_Exercise details:_
Each of the lines from the one that contains "One pin marks each instance of the aircraft" to the end of the entries below should be output exactly.

=== Section Start ===

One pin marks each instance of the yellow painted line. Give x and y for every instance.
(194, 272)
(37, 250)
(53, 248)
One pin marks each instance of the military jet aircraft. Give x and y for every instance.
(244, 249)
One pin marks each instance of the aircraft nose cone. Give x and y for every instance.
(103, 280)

=== Section End ===

_Response:_
One pin marks each instance of the aircraft nose cone. Give x and y for every instance.
(103, 280)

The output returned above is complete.